# Task brief
Please restate word for word, and with nothing added, the lines that run from the one holding "mountain in the photo above." to the end of the entries below.

# Input material
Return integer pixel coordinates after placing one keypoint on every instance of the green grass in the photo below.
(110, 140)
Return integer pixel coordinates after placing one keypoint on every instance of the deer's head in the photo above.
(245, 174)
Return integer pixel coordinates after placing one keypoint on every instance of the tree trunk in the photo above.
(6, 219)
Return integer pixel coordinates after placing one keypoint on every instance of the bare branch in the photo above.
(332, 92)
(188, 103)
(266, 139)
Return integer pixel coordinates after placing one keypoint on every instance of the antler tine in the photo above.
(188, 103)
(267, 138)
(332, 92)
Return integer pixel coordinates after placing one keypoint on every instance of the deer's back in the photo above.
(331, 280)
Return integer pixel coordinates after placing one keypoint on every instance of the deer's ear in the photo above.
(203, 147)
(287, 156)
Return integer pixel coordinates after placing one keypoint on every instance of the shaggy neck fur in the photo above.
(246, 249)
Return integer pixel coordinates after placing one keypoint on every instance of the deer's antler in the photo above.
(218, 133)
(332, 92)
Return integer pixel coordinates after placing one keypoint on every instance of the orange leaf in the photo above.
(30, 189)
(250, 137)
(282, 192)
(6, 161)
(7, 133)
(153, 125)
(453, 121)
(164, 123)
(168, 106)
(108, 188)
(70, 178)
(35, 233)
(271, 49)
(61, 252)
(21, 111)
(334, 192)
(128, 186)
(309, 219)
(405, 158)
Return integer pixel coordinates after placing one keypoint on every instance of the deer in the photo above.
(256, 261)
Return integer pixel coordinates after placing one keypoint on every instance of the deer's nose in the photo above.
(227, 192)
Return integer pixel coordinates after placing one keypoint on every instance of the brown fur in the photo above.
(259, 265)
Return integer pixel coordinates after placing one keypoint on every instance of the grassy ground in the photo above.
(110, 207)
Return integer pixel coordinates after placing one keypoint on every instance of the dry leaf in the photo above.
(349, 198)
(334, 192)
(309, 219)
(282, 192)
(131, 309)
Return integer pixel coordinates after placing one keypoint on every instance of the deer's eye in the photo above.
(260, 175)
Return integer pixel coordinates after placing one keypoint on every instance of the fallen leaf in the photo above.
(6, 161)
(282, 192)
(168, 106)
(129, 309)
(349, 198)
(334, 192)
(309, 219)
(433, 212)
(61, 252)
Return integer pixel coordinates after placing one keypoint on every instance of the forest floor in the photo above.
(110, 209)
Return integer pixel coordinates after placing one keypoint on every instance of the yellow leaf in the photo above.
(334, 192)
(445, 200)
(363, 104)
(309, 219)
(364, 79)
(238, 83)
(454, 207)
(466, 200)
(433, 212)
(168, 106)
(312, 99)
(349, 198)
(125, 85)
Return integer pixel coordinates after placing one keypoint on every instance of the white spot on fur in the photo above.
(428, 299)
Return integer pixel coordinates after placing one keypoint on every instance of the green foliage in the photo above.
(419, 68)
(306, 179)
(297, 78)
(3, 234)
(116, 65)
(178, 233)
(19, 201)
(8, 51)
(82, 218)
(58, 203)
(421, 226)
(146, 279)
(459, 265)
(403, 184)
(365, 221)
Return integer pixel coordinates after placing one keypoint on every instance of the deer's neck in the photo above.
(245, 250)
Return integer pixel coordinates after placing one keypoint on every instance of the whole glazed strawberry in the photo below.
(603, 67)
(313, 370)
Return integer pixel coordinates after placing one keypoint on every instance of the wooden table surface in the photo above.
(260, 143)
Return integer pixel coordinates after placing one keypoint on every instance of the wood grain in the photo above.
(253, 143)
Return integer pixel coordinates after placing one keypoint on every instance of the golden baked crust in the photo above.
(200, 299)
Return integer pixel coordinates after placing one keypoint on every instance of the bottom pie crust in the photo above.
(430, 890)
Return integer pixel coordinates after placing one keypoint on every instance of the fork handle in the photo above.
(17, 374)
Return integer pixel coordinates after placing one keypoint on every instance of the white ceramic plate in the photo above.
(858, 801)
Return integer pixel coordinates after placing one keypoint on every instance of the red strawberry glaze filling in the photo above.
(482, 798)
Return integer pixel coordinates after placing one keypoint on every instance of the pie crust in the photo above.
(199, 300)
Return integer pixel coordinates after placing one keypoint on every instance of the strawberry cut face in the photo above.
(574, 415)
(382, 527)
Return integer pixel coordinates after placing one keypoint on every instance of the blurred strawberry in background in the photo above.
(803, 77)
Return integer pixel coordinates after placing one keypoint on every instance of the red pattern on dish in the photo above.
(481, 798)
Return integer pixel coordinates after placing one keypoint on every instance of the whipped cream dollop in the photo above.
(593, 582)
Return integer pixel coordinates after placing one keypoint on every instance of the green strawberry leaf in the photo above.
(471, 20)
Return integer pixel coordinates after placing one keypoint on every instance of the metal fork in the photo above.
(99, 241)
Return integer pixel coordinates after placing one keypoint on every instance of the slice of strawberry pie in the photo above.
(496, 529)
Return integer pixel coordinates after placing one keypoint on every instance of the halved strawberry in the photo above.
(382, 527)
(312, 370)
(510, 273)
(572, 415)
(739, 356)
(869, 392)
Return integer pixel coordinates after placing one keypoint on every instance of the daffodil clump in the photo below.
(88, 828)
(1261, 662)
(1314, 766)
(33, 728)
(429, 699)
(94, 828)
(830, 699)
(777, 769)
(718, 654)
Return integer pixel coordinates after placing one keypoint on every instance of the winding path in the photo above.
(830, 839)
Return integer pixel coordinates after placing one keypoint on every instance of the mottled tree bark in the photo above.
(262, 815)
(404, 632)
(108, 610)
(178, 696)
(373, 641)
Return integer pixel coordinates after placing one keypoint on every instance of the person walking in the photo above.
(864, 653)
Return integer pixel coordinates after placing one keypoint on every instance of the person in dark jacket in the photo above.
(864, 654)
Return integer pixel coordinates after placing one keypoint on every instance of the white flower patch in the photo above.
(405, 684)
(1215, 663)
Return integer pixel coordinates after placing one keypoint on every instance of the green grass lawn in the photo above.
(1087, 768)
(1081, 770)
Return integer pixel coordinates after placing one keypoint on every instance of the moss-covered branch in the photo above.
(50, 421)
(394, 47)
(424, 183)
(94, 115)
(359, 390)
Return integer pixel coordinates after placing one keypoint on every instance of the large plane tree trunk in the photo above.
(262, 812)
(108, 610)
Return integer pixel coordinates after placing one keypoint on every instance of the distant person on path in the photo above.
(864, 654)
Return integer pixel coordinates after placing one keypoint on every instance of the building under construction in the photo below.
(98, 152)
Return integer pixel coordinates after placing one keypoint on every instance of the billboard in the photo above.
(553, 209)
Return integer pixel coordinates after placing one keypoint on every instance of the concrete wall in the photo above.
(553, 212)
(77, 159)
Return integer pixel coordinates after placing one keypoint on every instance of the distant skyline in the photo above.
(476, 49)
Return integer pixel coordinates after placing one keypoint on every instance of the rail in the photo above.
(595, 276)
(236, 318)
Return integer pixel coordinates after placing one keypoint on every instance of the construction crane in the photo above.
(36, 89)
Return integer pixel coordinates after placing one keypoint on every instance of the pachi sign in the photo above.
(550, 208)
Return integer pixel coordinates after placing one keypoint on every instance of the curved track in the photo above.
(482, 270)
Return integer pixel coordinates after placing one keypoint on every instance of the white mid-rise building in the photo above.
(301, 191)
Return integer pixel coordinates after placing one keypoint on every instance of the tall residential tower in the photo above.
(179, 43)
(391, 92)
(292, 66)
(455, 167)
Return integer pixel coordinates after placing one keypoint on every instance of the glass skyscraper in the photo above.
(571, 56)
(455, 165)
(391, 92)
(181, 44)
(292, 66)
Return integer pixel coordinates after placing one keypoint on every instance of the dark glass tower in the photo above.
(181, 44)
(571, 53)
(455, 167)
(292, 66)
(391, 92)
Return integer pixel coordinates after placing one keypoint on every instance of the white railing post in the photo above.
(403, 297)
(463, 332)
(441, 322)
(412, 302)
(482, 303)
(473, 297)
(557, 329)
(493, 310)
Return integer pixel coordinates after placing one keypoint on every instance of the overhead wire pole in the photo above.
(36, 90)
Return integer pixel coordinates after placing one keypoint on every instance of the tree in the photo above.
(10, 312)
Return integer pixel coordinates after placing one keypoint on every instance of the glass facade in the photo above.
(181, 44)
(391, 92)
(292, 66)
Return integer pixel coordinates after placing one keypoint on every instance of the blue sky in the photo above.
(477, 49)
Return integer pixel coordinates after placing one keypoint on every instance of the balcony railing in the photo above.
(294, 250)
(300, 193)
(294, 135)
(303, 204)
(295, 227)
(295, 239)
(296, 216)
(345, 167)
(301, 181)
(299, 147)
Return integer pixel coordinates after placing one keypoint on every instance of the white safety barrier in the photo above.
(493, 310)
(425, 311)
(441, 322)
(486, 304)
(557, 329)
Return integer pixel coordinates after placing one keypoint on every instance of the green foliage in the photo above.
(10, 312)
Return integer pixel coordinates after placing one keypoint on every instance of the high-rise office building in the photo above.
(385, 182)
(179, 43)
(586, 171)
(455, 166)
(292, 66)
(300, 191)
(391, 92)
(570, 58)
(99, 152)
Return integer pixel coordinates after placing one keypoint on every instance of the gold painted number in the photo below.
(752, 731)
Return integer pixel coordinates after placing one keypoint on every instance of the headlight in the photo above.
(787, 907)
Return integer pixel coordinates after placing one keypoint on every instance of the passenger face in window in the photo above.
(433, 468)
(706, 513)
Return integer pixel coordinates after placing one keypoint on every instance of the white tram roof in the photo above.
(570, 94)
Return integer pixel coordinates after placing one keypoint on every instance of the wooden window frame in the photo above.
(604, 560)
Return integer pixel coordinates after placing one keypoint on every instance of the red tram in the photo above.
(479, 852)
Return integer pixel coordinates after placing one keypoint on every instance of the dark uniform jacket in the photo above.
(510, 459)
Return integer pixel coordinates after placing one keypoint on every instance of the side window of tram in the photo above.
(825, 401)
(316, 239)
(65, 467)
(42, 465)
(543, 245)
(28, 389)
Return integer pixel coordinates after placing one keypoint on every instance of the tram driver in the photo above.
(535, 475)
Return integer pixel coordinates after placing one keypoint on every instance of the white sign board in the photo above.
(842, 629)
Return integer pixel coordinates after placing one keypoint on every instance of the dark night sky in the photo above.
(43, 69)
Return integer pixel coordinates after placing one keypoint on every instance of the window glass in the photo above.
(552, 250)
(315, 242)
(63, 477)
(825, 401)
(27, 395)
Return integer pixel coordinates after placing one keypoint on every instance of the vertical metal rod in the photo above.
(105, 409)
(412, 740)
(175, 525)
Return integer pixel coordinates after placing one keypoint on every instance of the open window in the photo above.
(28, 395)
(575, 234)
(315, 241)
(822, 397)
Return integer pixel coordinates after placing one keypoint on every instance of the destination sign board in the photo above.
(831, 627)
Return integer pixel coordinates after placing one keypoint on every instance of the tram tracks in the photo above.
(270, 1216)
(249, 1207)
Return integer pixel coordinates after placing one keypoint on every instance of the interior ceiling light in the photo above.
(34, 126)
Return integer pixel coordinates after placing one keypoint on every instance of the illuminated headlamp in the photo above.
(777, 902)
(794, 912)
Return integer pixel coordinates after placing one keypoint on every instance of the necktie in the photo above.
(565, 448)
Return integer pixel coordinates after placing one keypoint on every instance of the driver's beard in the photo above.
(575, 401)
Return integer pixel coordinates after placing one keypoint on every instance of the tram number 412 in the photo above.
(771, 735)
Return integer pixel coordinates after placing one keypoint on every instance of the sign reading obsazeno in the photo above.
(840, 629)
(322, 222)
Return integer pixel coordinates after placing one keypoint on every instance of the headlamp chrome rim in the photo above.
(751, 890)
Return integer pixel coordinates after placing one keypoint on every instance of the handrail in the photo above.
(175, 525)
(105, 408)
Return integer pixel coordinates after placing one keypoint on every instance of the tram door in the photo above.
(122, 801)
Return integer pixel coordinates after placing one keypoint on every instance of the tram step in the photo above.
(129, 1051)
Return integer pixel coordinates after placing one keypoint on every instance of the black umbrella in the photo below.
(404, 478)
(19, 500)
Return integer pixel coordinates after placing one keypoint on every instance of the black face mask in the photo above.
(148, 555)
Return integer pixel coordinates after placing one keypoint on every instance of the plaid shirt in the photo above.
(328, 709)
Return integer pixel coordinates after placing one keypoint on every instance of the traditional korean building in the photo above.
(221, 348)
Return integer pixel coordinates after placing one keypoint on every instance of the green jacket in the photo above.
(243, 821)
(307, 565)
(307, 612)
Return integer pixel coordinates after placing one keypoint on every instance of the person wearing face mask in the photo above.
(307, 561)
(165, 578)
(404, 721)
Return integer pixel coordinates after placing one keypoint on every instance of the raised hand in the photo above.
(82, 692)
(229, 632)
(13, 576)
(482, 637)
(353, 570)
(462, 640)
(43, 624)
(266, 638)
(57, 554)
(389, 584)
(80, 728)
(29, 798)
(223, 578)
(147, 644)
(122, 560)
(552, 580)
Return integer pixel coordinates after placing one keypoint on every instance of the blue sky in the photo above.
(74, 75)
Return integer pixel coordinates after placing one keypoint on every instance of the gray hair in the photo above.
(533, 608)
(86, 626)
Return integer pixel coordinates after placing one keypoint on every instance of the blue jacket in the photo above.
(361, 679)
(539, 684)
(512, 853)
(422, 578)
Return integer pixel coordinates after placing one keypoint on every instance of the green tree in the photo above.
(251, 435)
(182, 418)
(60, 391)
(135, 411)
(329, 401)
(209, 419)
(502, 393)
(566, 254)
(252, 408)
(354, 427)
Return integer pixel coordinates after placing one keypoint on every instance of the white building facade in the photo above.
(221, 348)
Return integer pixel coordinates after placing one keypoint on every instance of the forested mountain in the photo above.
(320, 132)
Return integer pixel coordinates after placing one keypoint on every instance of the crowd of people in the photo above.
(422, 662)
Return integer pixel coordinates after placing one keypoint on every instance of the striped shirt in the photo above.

# Output of the exercise
Return integer pixel coordinates after placing one keypoint on every instance of the forested mountain in the photo above.
(320, 132)
Return integer pixel coordinates after placing one keypoint on every instance of the crowd of people in the photo above.
(422, 662)
Return integer pixel coordinates after placing one keypoint on every instance of the striped shirt in the photo above.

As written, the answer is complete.